(Coordinate labeling data)
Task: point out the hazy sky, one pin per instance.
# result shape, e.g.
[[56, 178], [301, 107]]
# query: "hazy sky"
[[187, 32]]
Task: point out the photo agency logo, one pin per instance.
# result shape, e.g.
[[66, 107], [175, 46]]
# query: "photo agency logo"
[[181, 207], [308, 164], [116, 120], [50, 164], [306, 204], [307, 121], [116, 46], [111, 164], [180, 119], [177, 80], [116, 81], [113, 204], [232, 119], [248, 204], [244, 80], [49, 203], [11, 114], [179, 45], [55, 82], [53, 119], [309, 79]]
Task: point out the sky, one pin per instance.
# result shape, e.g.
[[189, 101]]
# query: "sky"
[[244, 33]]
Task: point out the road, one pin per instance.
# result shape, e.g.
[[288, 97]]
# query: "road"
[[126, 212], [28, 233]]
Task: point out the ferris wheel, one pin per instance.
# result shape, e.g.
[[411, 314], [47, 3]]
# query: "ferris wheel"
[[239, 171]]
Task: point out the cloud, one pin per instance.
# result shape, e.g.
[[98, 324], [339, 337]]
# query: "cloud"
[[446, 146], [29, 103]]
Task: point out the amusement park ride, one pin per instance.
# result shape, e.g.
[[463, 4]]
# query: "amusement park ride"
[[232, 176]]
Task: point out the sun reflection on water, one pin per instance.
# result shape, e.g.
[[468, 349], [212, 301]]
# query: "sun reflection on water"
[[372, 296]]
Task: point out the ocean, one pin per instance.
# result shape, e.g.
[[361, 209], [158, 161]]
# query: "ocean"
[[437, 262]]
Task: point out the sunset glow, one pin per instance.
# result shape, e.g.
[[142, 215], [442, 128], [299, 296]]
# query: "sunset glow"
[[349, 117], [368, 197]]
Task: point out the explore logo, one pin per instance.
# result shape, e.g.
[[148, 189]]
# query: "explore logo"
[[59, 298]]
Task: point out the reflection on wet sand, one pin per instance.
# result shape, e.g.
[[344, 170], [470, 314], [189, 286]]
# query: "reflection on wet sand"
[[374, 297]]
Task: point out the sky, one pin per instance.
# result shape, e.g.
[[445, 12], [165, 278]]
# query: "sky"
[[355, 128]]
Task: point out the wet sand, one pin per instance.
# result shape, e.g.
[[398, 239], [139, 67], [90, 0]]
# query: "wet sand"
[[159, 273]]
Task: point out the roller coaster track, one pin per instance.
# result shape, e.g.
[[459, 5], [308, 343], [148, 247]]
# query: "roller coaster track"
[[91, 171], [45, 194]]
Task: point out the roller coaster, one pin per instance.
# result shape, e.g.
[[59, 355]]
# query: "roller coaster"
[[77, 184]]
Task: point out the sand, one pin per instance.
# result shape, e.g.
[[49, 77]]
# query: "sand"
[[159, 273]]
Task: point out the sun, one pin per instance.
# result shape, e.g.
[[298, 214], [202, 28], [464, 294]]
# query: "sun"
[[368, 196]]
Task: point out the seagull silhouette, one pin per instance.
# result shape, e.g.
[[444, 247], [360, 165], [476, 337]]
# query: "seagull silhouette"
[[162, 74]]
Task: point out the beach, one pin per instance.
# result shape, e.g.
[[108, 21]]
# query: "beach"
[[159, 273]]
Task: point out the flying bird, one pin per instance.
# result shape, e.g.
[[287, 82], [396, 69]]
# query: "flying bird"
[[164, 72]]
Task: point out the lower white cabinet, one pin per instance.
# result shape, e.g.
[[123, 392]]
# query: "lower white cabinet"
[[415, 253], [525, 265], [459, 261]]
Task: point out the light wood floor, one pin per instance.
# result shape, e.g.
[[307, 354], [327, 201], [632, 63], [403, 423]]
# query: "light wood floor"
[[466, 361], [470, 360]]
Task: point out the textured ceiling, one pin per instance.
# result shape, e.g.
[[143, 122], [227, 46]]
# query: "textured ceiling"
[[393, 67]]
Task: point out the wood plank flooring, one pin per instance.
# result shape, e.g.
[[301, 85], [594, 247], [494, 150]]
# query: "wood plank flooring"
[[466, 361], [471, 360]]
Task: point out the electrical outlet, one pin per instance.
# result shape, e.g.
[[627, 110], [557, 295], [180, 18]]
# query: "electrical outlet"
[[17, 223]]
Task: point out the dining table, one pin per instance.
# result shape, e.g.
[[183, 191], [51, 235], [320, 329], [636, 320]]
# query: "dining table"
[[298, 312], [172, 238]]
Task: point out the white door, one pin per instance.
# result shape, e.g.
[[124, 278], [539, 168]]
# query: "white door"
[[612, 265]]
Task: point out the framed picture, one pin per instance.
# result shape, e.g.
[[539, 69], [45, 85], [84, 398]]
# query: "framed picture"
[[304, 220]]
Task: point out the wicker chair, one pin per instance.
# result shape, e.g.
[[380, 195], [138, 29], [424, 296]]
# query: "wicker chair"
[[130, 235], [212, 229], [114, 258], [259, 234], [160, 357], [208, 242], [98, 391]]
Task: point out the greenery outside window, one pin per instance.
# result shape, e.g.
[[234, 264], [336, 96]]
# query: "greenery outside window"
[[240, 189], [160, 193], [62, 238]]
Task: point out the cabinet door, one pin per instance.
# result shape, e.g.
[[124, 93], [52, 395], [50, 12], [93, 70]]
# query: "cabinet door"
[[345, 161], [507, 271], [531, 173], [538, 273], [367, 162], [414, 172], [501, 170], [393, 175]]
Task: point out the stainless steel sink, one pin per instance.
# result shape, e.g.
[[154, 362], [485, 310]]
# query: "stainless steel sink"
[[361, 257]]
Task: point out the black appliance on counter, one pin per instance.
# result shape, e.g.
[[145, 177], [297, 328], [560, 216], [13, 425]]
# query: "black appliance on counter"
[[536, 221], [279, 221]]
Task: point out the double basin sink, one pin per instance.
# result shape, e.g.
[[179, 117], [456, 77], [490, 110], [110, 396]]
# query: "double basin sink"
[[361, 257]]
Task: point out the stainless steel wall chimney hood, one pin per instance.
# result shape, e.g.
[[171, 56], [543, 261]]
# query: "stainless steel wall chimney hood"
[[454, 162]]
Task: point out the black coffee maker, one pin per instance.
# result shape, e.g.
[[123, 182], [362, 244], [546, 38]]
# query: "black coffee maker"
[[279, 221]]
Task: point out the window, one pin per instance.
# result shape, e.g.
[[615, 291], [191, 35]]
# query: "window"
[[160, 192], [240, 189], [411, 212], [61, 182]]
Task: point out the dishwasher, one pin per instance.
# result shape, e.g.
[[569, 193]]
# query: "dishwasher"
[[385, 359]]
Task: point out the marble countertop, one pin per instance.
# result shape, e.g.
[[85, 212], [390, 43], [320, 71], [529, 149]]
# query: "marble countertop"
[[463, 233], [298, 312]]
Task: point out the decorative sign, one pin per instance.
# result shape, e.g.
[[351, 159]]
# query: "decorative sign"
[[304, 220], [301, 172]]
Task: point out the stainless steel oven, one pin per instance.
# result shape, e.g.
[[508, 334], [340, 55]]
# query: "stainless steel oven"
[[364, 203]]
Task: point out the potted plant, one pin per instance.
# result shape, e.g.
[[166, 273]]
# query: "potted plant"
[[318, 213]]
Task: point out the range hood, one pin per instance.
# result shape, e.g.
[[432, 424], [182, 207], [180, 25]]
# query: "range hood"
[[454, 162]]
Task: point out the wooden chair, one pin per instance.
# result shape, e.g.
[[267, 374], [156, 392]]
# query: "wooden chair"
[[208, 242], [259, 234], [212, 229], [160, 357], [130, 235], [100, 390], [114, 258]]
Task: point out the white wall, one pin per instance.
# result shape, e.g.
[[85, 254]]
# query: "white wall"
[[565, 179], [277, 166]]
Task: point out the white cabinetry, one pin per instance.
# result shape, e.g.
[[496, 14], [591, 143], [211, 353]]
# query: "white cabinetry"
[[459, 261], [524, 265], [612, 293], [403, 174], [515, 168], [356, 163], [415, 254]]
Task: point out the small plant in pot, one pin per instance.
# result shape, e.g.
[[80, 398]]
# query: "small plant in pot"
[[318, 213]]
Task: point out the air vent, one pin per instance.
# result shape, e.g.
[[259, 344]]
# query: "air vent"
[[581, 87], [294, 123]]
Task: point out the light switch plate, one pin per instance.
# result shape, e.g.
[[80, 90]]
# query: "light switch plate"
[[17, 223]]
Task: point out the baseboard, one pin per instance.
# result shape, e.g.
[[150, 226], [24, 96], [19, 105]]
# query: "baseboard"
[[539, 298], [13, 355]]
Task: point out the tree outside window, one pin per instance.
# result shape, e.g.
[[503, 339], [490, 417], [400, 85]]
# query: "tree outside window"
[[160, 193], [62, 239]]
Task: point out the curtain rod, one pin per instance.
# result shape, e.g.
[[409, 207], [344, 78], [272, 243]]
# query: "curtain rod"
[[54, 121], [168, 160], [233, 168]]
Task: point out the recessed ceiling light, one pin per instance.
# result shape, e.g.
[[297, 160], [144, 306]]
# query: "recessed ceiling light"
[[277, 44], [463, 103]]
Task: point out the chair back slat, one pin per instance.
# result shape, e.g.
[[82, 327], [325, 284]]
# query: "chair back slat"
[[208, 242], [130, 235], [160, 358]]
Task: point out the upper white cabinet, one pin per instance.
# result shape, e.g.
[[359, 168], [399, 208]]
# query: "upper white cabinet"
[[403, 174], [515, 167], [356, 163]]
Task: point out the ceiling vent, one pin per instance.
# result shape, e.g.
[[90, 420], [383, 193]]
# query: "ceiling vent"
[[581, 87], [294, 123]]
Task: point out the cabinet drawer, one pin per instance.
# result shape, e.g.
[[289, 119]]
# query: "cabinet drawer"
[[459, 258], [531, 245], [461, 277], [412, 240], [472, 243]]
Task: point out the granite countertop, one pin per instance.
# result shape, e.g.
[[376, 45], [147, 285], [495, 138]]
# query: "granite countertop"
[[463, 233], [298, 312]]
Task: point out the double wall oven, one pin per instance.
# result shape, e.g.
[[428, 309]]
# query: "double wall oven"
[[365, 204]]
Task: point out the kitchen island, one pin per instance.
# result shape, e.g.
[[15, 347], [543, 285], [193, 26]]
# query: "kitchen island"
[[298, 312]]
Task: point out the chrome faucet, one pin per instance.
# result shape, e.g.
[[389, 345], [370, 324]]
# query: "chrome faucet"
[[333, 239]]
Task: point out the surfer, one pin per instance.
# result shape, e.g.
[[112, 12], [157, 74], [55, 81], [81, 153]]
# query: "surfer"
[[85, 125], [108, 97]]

— Given task —
Rewrite the records from the beginning through the line that contains "[[355, 128]]", swapping "result shape" for "output format" and leaving everything else unchanged.

— Exercise solution —
Task: point out the hazy sky, one pin per instance.
# output format, e.g.
[[56, 178], [301, 107]]
# query: "hazy sky"
[[187, 32]]
Task: point out the photo agency logo, one pin per instance.
# output format, e.g.
[[66, 107], [175, 46]]
# query: "photo agency logo"
[[181, 207], [308, 164], [116, 120], [50, 164], [306, 204], [307, 121], [116, 46], [111, 164], [180, 119], [177, 80], [116, 81], [113, 204], [232, 119], [248, 204], [244, 80], [49, 203], [11, 114], [179, 45], [55, 82], [53, 119], [309, 79]]
Task: point out the sky, one pin per instance.
# output format, e.g.
[[189, 101]]
# query: "sky"
[[244, 33]]
Task: point out the road, one pin per instance.
# output format, e.g.
[[288, 97]]
# query: "road"
[[126, 212], [28, 233]]
Task: point out the ferris wheel, one pin per instance.
# output format, e.g.
[[411, 314], [47, 3]]
# query: "ferris wheel"
[[239, 171]]
Task: point out the cloud, one pin per instance.
# output format, e.g.
[[98, 324], [339, 337]]
# query: "cloud"
[[446, 146], [29, 103]]
Task: point out the amusement park ride, one pin per instance.
# output format, e.g.
[[463, 4]]
# query: "amusement park ride"
[[232, 176]]
Task: point out the sun reflection on water, one pin per instance.
# output format, e.g.
[[468, 349], [212, 301]]
# query: "sun reflection on water"
[[372, 296]]
Task: point out the ocean, one pin per instance.
# output format, e.g.
[[361, 209], [158, 161]]
# query: "ocean"
[[437, 262]]
Task: point out the sunset glow, one pin per instance.
# output format, e.g.
[[142, 215], [442, 128], [299, 296]]
# query: "sunset glow"
[[349, 117], [368, 197]]
Task: point out the explore logo, one pin per instance.
# output format, e.g.
[[148, 189]]
# query: "explore logo"
[[59, 298]]
Task: point out the reflection on wet sand, one pin per instance.
# output format, e.g.
[[344, 170], [470, 314], [189, 286]]
# query: "reflection on wet sand"
[[374, 297]]
Task: point out the sky, one pin per instance.
# output format, e.g.
[[445, 12], [165, 278]]
# query: "sky"
[[355, 128]]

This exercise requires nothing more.